Task requirements
1 > From the basketball report, quote the passage from "Emily Chapman had" to "seconds to go.".
2 > Turn the paragraph of the basketball report that opens with "RAIDER WOMEN WIN" into a brief bulleted list of its main facts.

Selected excerpt
§

The Panthers played fearlessly then as the underdog, and the Raiders want to adopt the same mindset.

“That’s what we said in the locker room,” Finke said. “Essentially, we have nothing to lose going in there. We’re just going to go play freely and play how we do.”

RAIDER WOMEN WIN: The ninth-seeded Wright State women topped eighth-seeded Oakland, 79-59, on the road as Cara VanKempen scored a career-high 24 points.

Emily Chapman had 12 points, Kacee Baumhower 11 and Isabelle Bolender 10.

The Raiders (8-23) have won six of their last 10 games and will play in the quarterfinals Thursday against top-seeded Green Bay.

MEN’S QUARTERFINALS: Sixth-seeded Robert Morris had a 14-point lead with 2:09 left, but IUPUI tied it with 10 seconds to go.

Michael Green III then hit a 3 for a 67-64 win.

Eighth-seeded Detroit Mercy clobbered visiting Purdue Fort Wayne, 85-52, as Antoine Davis scored 38 points.

He’s second all-time in scoring with 3,642 points, just 25 away from tying Pete Maravich’s NCAA record of 3,667.

Robert Morris plays at third-seeded Cleveland State in the quarterfinals. Detroit Mercy faces top-seeded Youngstown State.

No. 4 Northern Kentucky hosts No. 5 Oakland in another quarterfinal game.

§

Raw records
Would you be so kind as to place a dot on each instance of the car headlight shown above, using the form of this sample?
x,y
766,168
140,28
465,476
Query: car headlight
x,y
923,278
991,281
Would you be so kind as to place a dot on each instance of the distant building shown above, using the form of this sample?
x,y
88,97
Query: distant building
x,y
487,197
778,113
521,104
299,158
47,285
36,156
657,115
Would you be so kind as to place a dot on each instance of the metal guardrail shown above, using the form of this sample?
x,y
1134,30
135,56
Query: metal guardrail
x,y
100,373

§

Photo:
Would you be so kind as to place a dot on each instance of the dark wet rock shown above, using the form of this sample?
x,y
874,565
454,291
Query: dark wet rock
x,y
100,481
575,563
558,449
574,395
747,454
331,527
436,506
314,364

§

Correct answers
1 >
Emily Chapman had 12 points, Kacee Baumhower 11 and Isabelle Bolender 10.

The Raiders (8-23) have won six of their last 10 games and will play in the quarterfinals Thursday against top-seeded Green Bay.

MEN’S QUARTERFINALS: Sixth-seeded Robert Morris had a 14-point lead with 2:09 left, but IUPUI tied it with 10 seconds to go.

2 >
- The ninth-seeded Wright State women beat eighth-seeded Oakland, 79-59.
- The game was played on the road.
- Cara VanKempen scored a career-high 24 points.